--- Start of Input data ---

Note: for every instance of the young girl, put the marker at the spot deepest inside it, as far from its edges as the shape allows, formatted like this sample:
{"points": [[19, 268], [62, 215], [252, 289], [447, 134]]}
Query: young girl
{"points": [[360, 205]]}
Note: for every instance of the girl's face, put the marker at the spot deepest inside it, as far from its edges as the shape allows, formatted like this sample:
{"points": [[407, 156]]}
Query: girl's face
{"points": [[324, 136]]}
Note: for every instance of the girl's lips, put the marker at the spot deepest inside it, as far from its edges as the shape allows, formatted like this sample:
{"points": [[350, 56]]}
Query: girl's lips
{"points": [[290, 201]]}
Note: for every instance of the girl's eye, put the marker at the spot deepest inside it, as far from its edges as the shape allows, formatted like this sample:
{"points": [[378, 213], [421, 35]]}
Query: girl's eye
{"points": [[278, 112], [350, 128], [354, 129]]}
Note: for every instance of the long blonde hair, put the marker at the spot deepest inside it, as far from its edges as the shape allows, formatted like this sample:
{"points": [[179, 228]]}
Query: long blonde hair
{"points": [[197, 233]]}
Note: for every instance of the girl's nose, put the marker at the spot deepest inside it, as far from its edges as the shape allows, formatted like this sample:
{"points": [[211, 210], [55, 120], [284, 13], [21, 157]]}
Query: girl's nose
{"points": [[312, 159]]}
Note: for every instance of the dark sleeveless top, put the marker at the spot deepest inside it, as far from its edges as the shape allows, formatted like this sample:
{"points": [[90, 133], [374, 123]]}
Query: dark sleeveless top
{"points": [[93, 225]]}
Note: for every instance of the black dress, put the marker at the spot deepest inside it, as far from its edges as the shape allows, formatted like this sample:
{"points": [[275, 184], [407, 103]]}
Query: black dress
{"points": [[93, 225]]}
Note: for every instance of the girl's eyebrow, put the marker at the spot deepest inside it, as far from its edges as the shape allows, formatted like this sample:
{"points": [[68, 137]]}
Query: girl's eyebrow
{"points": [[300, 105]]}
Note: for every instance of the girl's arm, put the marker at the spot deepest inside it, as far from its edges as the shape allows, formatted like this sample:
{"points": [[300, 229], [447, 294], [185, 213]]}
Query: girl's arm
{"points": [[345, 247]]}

--- End of Input data ---

**Aim of the task**
Rewrite all the items above, changing each "marker" to "pin" and leaving everything else as it is.

**Complete output**
Note: for every instance of the young girl, put the pin at the spot deepest inside it, as far from its edges as the shape allows, formatted like this sample:
{"points": [[19, 268], [62, 215], [252, 289], [447, 134]]}
Query: young girl
{"points": [[360, 205]]}
Note: for every instance of the girl's face, put the pin at the spot deepest inside it, as far from its edges as the shape allows, formatted like this sample:
{"points": [[407, 156]]}
Query: girl's face
{"points": [[324, 136]]}
Note: for every instance of the girl's lips, put the pin at the spot deepest inside it, as far from its edges as the shape allows, formatted like this sample:
{"points": [[350, 56]]}
Query: girl's lips
{"points": [[290, 201]]}
Note: for every instance of the girl's eye, put the pin at the spot deepest inside it, as far from its edges as the shape allows, formatted like this sample:
{"points": [[378, 213], [421, 35]]}
Query: girl's eye
{"points": [[278, 112], [350, 128], [354, 129]]}
Note: for every instance of the long blonde hair, put the pin at the spot deepest inside it, as far from its edges as the shape allows, formatted like this sample:
{"points": [[179, 228]]}
Query: long blonde hair
{"points": [[197, 233]]}
Note: for every instance of the girl's nose, put the pin at the spot deepest inside it, as far from its edges as the shape allows, formatted like this sample:
{"points": [[211, 210], [55, 120], [284, 13], [21, 157]]}
Query: girl's nose
{"points": [[312, 159]]}
Note: for every instance of the dark sleeveless top, put the pin at the spot deepest inside it, as far from its edges as the shape allows, formatted like this sample:
{"points": [[90, 133], [374, 123]]}
Query: dark sleeveless top
{"points": [[93, 225]]}
Note: for every instance of the black dress, put the pin at the spot deepest inside it, as far from its edges as the shape allows, formatted like this sample:
{"points": [[275, 184], [407, 103]]}
Query: black dress
{"points": [[93, 225]]}
Note: for every instance of the girl's eyebrow, put the pin at the spot deepest inside it, as far from its edges as the shape allows, formatted like this sample:
{"points": [[68, 137]]}
Query: girl's eyebrow
{"points": [[300, 105]]}
Note: for every instance of the girl's arm, put the pin at the spot deepest inside it, as far from its edges as the shape allows, formatted like this sample:
{"points": [[300, 229], [447, 294], [185, 213]]}
Query: girl's arm
{"points": [[345, 247]]}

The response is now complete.